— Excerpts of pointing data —
--------------------------------------------------
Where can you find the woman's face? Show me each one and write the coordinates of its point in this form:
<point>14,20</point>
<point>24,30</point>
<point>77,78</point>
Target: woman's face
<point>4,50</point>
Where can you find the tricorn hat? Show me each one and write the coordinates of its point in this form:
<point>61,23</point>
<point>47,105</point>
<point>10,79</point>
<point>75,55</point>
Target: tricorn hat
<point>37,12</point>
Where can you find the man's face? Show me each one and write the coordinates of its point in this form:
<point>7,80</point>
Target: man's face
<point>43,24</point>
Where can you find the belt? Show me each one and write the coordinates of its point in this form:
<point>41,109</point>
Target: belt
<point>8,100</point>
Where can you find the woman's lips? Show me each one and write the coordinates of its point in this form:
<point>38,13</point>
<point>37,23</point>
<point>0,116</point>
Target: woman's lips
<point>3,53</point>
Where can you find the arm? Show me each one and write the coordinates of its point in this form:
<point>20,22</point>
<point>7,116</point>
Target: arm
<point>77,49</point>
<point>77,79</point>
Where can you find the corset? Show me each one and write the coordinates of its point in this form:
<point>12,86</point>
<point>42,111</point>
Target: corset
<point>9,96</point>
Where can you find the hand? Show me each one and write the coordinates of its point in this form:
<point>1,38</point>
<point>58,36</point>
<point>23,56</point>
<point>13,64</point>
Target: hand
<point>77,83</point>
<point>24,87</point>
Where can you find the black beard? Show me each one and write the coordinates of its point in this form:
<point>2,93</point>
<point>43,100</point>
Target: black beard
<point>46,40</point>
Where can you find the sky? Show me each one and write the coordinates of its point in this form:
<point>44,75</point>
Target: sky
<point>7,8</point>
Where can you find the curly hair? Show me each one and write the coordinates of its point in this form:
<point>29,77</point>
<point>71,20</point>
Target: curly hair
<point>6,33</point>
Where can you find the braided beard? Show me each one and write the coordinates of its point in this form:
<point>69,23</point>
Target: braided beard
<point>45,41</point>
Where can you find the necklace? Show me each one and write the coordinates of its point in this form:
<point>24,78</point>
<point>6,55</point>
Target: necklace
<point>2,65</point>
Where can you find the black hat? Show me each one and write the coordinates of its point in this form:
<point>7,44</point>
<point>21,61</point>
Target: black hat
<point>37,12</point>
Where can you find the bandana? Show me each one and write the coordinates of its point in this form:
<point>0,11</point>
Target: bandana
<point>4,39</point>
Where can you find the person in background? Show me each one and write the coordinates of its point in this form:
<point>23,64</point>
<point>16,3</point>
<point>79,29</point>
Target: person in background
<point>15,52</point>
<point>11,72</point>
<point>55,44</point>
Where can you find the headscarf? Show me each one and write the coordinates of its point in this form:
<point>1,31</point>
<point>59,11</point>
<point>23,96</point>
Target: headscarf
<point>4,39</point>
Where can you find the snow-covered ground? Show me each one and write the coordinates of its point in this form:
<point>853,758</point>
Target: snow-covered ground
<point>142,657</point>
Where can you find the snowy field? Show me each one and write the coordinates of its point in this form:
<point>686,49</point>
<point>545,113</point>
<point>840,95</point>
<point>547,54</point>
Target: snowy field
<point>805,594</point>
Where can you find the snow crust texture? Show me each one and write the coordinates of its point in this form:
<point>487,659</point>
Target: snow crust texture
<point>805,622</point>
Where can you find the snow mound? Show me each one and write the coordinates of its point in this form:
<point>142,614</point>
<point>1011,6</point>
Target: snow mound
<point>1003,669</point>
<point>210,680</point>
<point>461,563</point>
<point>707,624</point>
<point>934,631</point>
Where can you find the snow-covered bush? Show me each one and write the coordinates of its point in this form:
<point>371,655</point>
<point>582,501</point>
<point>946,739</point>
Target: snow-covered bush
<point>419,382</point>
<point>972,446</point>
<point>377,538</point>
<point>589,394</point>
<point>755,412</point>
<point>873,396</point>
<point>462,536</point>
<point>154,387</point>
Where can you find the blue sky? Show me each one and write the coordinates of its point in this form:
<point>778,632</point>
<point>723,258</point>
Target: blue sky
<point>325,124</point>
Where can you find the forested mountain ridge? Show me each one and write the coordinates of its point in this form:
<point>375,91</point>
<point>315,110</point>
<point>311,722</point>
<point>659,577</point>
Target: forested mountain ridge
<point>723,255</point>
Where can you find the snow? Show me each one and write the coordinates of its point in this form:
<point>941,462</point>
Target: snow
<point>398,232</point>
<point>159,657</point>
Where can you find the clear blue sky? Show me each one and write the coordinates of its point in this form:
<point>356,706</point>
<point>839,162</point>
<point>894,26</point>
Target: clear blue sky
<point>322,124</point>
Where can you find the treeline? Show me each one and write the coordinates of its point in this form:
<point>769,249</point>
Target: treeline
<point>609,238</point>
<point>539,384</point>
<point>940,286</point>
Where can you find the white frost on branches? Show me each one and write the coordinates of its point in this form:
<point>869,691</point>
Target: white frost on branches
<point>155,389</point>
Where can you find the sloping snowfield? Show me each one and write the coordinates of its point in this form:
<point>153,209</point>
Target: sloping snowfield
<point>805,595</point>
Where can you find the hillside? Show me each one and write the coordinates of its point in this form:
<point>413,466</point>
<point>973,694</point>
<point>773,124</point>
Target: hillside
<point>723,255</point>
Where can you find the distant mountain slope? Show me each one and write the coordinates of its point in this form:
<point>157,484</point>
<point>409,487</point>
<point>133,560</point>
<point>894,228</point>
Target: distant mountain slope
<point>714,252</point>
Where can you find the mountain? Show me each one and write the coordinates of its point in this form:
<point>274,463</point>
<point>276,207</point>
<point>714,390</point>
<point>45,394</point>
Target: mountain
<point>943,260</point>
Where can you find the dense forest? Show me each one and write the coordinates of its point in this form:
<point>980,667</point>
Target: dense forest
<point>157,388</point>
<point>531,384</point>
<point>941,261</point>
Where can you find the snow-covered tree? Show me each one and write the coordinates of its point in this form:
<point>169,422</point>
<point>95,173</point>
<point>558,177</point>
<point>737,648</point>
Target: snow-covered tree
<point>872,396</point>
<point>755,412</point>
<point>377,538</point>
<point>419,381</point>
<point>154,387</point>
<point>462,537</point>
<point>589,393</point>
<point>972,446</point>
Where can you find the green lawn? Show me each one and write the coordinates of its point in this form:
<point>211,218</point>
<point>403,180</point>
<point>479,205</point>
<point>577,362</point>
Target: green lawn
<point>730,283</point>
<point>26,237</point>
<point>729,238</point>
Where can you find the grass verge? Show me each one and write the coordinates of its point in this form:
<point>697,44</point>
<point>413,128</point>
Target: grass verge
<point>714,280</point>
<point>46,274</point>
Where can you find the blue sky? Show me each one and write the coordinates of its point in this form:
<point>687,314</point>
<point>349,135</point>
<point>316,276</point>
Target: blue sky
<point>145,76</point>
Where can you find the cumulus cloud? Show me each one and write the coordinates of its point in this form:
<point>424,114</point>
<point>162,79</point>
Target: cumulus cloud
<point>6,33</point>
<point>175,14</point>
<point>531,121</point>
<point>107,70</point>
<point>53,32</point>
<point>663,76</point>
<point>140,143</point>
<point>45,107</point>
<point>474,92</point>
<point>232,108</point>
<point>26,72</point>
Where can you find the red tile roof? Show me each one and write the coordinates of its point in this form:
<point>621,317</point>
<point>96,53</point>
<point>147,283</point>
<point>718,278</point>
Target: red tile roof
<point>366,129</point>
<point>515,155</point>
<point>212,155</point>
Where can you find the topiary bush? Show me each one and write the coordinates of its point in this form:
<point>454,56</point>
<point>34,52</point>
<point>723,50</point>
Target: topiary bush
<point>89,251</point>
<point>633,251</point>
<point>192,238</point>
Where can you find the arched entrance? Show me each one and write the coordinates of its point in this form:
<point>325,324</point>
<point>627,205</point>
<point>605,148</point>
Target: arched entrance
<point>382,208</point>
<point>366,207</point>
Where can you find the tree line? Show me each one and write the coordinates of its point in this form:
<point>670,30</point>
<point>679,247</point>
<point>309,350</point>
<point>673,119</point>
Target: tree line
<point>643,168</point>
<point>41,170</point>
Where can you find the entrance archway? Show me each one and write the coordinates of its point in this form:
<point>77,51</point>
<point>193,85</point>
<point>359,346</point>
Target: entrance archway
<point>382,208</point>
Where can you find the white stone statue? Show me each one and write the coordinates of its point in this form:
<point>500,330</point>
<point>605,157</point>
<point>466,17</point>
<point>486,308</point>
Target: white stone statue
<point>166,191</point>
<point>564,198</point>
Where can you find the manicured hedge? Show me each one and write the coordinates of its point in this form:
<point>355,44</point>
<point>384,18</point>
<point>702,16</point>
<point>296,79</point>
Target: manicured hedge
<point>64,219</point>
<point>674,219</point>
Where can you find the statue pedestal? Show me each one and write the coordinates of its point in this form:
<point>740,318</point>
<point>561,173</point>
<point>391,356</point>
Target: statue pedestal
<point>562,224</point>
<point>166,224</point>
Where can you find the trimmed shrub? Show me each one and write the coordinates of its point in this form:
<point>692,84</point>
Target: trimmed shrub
--------------------------------------------------
— Task to carry out —
Starting at the line containing "Where can you find the trimmed" and ending at the end of the listing, rewrite those lines with "trimmed shrub" changed to "pruned bush" and nothing else altered.

— Result for this task —
Where can you find the pruned bush? Show me each one and write the coordinates of its point in this form:
<point>692,84</point>
Target: pruned bush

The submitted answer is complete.